= GIVEN EXERCISE =
Reproduce the full listing below line for line, changing nothing.

= EXERCISE INPUT =
● ● ●

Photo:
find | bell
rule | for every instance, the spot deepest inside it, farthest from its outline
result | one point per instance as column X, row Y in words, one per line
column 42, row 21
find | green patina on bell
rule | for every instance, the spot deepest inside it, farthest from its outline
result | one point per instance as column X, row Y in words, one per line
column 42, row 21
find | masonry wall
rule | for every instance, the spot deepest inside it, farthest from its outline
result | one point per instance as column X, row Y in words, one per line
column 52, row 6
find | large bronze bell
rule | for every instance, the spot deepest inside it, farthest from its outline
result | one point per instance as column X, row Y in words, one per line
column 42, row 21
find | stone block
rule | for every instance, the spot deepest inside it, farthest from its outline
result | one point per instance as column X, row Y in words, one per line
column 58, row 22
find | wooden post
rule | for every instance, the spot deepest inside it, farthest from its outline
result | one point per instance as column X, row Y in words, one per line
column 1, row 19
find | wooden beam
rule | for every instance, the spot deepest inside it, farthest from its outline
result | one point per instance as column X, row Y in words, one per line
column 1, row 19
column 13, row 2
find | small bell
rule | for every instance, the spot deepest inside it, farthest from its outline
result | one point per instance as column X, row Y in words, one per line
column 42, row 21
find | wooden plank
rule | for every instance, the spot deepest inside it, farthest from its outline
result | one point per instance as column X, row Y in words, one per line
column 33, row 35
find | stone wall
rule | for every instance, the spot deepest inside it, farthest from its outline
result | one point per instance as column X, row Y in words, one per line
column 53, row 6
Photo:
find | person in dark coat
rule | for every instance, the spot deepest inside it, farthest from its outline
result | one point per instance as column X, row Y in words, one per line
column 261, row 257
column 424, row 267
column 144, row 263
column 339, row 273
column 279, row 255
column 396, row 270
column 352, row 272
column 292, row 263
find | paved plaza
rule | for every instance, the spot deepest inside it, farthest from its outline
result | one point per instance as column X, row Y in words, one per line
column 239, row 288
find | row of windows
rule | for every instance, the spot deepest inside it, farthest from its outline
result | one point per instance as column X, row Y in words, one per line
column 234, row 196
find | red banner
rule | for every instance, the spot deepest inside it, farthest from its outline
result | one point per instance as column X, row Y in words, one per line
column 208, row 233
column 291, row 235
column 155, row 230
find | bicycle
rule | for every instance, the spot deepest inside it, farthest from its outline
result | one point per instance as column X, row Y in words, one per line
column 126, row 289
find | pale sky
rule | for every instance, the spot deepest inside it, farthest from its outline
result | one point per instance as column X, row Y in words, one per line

● ● ●

= FINISHED EXERCISE =
Photo:
find | bell
rule | for every instance, the spot deepest inside it, farthest from its outline
result | one point per instance as column X, row Y in words, one per line
column 42, row 21
find | green patina on bell
rule | for every instance, the spot deepest inside it, farthest from its outline
result | one point per instance as column X, row Y in words, one per line
column 42, row 21
find | masonry wall
rule | for every instance, the spot deepest inside it, farthest from its outline
result | one point per instance as column X, row Y in words, one per line
column 52, row 6
find | large bronze bell
rule | for every instance, the spot deepest inside it, farthest from its outline
result | one point per instance as column X, row Y in words, one per line
column 42, row 21
find | stone block
rule | for every instance, the spot deepest inside it, farthest from its outline
result | one point per instance as column X, row Y in words, one per line
column 58, row 22
find | wooden post
rule | for every instance, the spot deepest inside it, farthest from its outline
result | one point per instance as column X, row Y in words, one per line
column 1, row 19
find | wooden beam
rule | for every instance, the spot deepest inside it, farthest from its outline
result | one point per instance as column X, row Y in words, one per line
column 1, row 19
column 13, row 2
find | small bell
rule | for every instance, the spot deepest inside it, farthest from its outline
result | one point per instance as column X, row Y in words, one per line
column 42, row 21
find | wooden plank
rule | for every instance, the spot deepest inside it, farthest from its outline
result | one point per instance as column X, row Y in words, one per line
column 33, row 35
find | stone wall
rule | for every instance, the spot deepest inside it, farthest from its outline
result | one point per instance as column X, row Y in words, one per line
column 53, row 6
Photo:
find | person in dark coat
rule | for every instance, the spot deepest inside it, farthest from its outline
result | one point per instance as column X, row Y in words, one per line
column 261, row 257
column 424, row 267
column 144, row 263
column 339, row 273
column 279, row 255
column 396, row 270
column 352, row 272
column 292, row 263
find | paved plaza
rule | for every instance, the spot deepest inside it, farthest from its outline
result | one point per instance as column X, row Y in words, one per line
column 239, row 288
find | row of windows
rule | for every instance, the spot deepest inside it, farthest from its outline
result | one point per instance as column X, row Y in words, one per line
column 234, row 196
find | red banner
rule | for every instance, the spot deepest inside it, farthest from its outline
result | one point per instance as column X, row Y in words, one per line
column 208, row 233
column 291, row 235
column 155, row 230
find | bicycle
rule | for every instance, the spot deepest inside it, farthest from its outline
result | one point per instance as column X, row Y in words, one per line
column 126, row 289
find | pale sky
rule | for every instance, the spot deepest inside it, farthest from its outline
result | one point per instance as column X, row Y in words, one per line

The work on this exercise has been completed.